● Task requirements: Gather every line of the material below that contains the string "teeth", and copy each one out in full.

======== The records ========

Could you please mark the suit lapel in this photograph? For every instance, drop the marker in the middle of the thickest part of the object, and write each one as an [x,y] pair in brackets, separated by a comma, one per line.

========
======== The records ========

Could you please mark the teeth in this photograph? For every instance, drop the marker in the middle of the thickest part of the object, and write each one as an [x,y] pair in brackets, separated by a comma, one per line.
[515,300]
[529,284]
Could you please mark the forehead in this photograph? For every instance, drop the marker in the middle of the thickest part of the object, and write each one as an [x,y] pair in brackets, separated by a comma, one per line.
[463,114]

========

● Correct answer:
Could you please mark the teeth in this photograph? For every instance, drop the marker in the middle of the thickest part of the object, and write each one as an [x,y] pair in brackets, separated by a comma, one per line.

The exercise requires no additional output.